» **Exercise prompt**
Leaving the pictures out, transcribe the records below exactly.
###
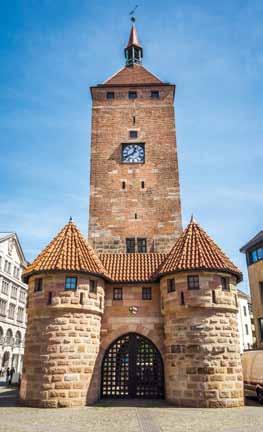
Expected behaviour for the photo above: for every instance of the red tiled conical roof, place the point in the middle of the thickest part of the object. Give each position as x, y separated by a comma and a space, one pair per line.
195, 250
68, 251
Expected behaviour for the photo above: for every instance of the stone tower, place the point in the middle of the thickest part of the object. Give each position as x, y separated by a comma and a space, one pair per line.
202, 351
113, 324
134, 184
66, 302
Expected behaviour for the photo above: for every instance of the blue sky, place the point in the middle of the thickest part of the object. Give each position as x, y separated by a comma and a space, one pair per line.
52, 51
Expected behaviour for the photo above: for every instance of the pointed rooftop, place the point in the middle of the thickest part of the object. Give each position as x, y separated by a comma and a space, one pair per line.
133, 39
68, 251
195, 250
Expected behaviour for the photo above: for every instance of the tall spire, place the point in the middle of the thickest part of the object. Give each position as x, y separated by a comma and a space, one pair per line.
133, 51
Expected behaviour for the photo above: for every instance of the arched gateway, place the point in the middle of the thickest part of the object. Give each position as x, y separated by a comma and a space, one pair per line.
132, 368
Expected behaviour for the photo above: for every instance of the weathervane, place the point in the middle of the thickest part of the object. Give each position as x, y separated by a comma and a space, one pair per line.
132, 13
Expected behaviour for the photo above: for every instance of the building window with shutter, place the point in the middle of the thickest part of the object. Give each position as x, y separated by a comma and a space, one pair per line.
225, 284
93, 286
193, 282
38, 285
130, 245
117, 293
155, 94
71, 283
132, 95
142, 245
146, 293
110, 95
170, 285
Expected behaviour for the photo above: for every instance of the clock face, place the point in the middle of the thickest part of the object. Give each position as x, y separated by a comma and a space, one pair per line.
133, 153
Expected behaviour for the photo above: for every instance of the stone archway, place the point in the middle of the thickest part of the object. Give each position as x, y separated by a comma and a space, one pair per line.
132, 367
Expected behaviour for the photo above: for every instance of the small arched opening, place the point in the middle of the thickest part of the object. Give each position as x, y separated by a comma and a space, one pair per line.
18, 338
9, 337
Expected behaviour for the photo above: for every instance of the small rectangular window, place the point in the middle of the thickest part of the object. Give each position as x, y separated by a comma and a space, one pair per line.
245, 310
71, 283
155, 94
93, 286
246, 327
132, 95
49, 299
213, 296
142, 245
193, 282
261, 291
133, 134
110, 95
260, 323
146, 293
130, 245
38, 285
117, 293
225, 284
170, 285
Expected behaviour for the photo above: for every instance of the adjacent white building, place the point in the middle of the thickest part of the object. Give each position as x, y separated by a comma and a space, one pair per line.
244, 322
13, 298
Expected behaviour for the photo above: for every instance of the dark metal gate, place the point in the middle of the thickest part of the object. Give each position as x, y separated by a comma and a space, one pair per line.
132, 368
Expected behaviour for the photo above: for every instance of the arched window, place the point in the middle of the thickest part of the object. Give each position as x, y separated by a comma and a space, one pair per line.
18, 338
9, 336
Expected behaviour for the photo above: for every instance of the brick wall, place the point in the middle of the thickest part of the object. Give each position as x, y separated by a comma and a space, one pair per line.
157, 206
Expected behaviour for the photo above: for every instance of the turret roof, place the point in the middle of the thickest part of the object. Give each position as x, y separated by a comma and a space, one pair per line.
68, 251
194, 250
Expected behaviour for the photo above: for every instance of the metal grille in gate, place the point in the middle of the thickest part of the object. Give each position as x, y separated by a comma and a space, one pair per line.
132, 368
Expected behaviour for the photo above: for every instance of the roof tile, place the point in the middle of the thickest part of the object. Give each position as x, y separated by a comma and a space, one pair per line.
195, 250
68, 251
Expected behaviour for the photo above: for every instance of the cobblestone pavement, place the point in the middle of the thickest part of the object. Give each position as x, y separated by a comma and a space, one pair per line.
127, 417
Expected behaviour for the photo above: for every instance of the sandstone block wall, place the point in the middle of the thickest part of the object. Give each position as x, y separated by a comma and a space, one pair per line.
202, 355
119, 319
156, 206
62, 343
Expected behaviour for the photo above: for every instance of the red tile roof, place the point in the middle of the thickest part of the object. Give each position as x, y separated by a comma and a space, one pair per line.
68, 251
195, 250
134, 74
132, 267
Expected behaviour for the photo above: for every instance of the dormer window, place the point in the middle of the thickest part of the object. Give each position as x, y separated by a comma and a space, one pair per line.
###
» **Exercise response**
Expected behaviour for the photo above: for every instance of the red tiled conical roof, place the point in the middle of the thickest part of the object. Give each position as x, y separated by a comma and a space, one pair per line.
195, 250
68, 251
Expected behaviour for the photo above: for every instance of the stone tower, place the point in the middle of the thickest part of the object. Give each position as x, y separated by a comma and a space, one pair per line.
202, 351
113, 324
134, 184
66, 302
Expected behaviour for the photo above: for every instance of the blue sky, place the point in the middle of the thickest part of the object. Give each position as x, y separated by a comma and a space, one pair per line.
52, 51
Expected behaviour for the photo above: for every instance of the pointed rooftop, place the point in the middle of the thickest part of the object. Give each position as x, y separated by a comma and a space, one pair per line.
133, 39
68, 251
195, 250
Expected behaviour for the photo above: for every instance of the tall spire, place the point in the middle of the thickest part of the object. Give each position as x, y separated by a comma and a space, one pair per line.
133, 51
Expected behaviour for the photo above: for every instance of the arched gateway, place the point in the middle of the thickest part of the object. Give each position as x, y separated by a comma and a space, one pair per line.
132, 368
Expected behaviour for the photo above: for every instance of the weathervane, place the point in the middle of the thickest part of the object. Give each position as x, y separated by a comma and a space, one pair per line.
132, 13
Expected behaviour for the photo above: for every instance of the building window with shutter, place the point in the middle of the thickest part of the object. Give each position as x, y separated by a comma and a space, one pair per line.
225, 284
93, 286
193, 282
38, 285
130, 245
117, 293
155, 94
71, 283
132, 95
142, 245
146, 293
110, 95
170, 285
Expected behaviour for the photo above: for every instance of the clock face, place the point in the middle of the thickest part of the object. Give each position as x, y separated by a comma and a space, one pair per line.
133, 153
Expected behaviour for the photo above: for every instance of the stone archway, place the point in the middle of the thickest part of the object. Give each position as x, y separated by a comma and a space, one pair per line.
132, 367
Expected behaviour for the photo above: for every instance of the small arched opening, place the point in the middle of the thickest part of the object. Give each position as x, y separated by a comma and a space, one pair per line.
18, 338
9, 337
Expected behaviour for the photo above: for every instance of the small rectangular window, place the point in the middle of the thickest part of the object. Give each position as x, y separated by a comma and a space, one pair per line.
245, 310
71, 283
155, 94
93, 286
246, 327
132, 95
49, 299
213, 296
142, 245
193, 282
261, 291
133, 134
110, 95
260, 323
146, 293
130, 245
38, 285
117, 293
225, 284
170, 285
Expected behaviour for the photo above: for every instance of the adjacent white building, place the point in the middle of the thickest part of the object. Give each position as x, y separated by a comma and a space, one pair per line.
244, 322
13, 298
Expected behaviour for the photo above: for every instance of the dark metal gate, place the point in the middle of the thickest part of the object. Give each position as x, y separated by a comma and a space, one pair per line.
132, 368
Expected behaviour for the photo above: for every instance of the arched window, place the point in the middle of the thickest part of the object. Give each position as x, y separated by a comma and a space, one pair per line.
18, 338
9, 336
Expected behaviour for the photo above: for every instance of the brick wall, place the point in the middle of the thickest part of the object. Give each position as x, y separated by a comma and a space, one pair per line.
157, 206
Expected behaviour for the photo above: for every instance of the turret roof, place the point in the middle of the thickest part of the object. Give each position as x, y separated by a comma and a space, one pair per line.
68, 251
194, 250
Expected behaviour for the photo above: for every instance of the metal grille in gate, place the point in the middle of the thickest part of the object. Give each position as x, y separated by a comma and a space, one pair per line.
132, 368
Expected behaviour for the photo above: for every instance of the roof tile, place the point in the middle of the thickest part of the object. Give each position as x, y separated by a comma and a space, one pair per line.
195, 250
68, 251
Expected behaviour for the photo above: for every instance of the cobblestone pavement, place the point in the middle of the thickest part of the object. Give each position as x, y separated by a comma and a space, one pair per line.
127, 417
Expected behaviour for the photo above: for every instance of the sandstone block wall, place the point in the middle of the thickest part of the object. Give each position as x, y separated by a comma and a space, one pair per line.
202, 355
119, 319
156, 206
62, 343
Expected behaviour for the photo above: for every instance of the red tile roof, place the point in the middle of the thickest part of the object. Give each position as x, y separated by a comma and a space, one pair per line.
68, 251
195, 250
134, 74
132, 267
Expected behaviour for the photo above: for every instance of the dormer window, place the point in the middle of the thickest part of the object. Give each position as x, y separated by a comma and a space, one pair per line.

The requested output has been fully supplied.